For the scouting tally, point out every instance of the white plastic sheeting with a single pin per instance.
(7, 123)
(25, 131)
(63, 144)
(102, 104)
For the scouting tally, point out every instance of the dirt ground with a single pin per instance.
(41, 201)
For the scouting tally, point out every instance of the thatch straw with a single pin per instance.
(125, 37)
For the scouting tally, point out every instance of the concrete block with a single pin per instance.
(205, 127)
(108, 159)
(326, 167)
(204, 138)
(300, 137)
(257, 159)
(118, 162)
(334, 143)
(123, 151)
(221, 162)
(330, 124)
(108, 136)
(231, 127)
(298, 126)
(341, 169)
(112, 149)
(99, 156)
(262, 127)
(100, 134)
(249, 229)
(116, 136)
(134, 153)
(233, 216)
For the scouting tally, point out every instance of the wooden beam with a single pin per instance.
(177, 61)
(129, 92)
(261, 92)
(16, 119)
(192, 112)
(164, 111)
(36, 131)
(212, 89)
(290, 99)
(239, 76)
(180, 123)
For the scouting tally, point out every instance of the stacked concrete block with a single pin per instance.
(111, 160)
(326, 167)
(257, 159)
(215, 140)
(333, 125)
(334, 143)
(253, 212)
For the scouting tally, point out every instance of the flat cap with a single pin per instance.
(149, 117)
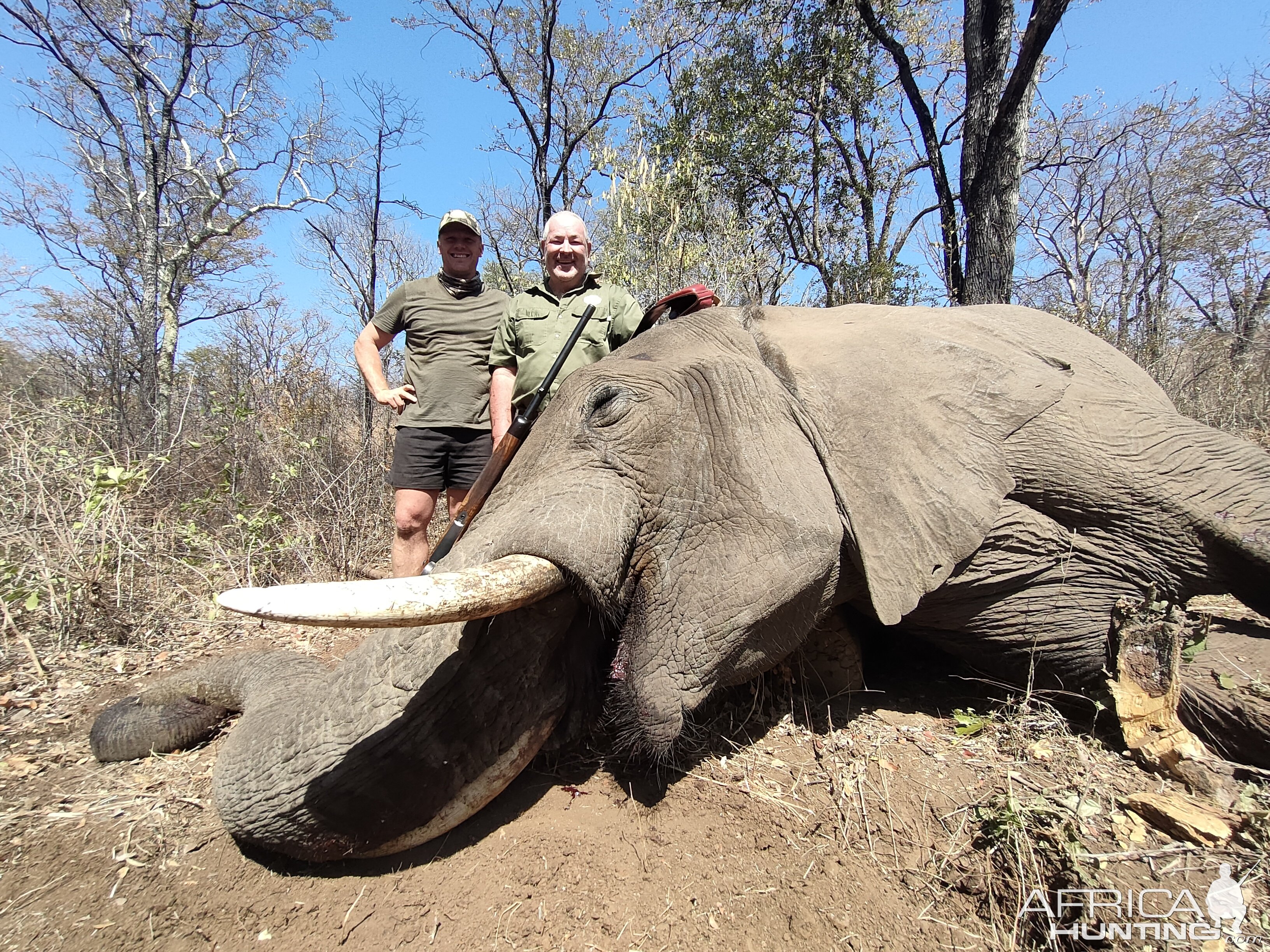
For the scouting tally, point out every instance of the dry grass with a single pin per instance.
(109, 548)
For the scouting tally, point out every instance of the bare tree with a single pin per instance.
(1110, 216)
(183, 145)
(566, 80)
(360, 244)
(994, 138)
(793, 117)
(1235, 263)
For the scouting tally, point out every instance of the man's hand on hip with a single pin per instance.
(396, 398)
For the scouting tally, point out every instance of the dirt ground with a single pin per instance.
(878, 822)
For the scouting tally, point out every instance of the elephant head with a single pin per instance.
(694, 504)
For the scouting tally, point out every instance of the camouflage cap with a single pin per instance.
(458, 216)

══════════════════════════════

• What you will do: Each record should be quoted exactly, with the images omitted.

• Answer to the problem:
For the scouting tally, point out every instance of the white plastic sheeting with a single pin per instance.
(7, 123)
(25, 131)
(63, 144)
(102, 104)
For the scouting tally, point out every instance of the dirt ground with a single pin per instance.
(41, 201)
For the scouting tally, point out every instance of the thatch straw with a single pin per instance.
(125, 37)
For the scouting tally, point out every instance of the concrete block with a single pin per instance.
(205, 127)
(108, 159)
(326, 167)
(204, 138)
(300, 137)
(257, 159)
(118, 162)
(334, 143)
(123, 151)
(221, 162)
(330, 124)
(108, 136)
(231, 127)
(298, 126)
(341, 169)
(112, 149)
(99, 156)
(262, 127)
(100, 134)
(249, 229)
(116, 136)
(134, 153)
(233, 216)
For the scouting tally, point out every instance of the wooden beam with a single pin per instance.
(177, 61)
(129, 92)
(261, 92)
(16, 119)
(192, 112)
(164, 111)
(36, 131)
(212, 89)
(290, 99)
(239, 76)
(180, 123)
For the scouting tally, point out every instance of the stacked concrete block with a single pin per instance.
(111, 160)
(326, 167)
(257, 159)
(215, 140)
(333, 125)
(334, 143)
(253, 212)
For the scouting tally, point out every instance of the flat cap with a single pin per instance.
(149, 117)
For the scouting tally, point out every instance of the dry grass with a single pin per instance.
(109, 548)
For the scouting tally, point out every instance of the bare tree with a single pin per instance.
(1110, 216)
(183, 145)
(566, 80)
(360, 244)
(994, 138)
(793, 117)
(1235, 263)
For the scouting tally, point out every instance of the man's hand on hip with a single pin per instance.
(396, 398)
For the scouting tally, point out every instance of the dirt ground with a single pin per instance.
(878, 822)
For the scouting tally, point out every instance of the elephant head with a single pin per instance.
(694, 504)
For the scouting tally, point out every instance of the camouflage cap with a single pin per instance.
(458, 216)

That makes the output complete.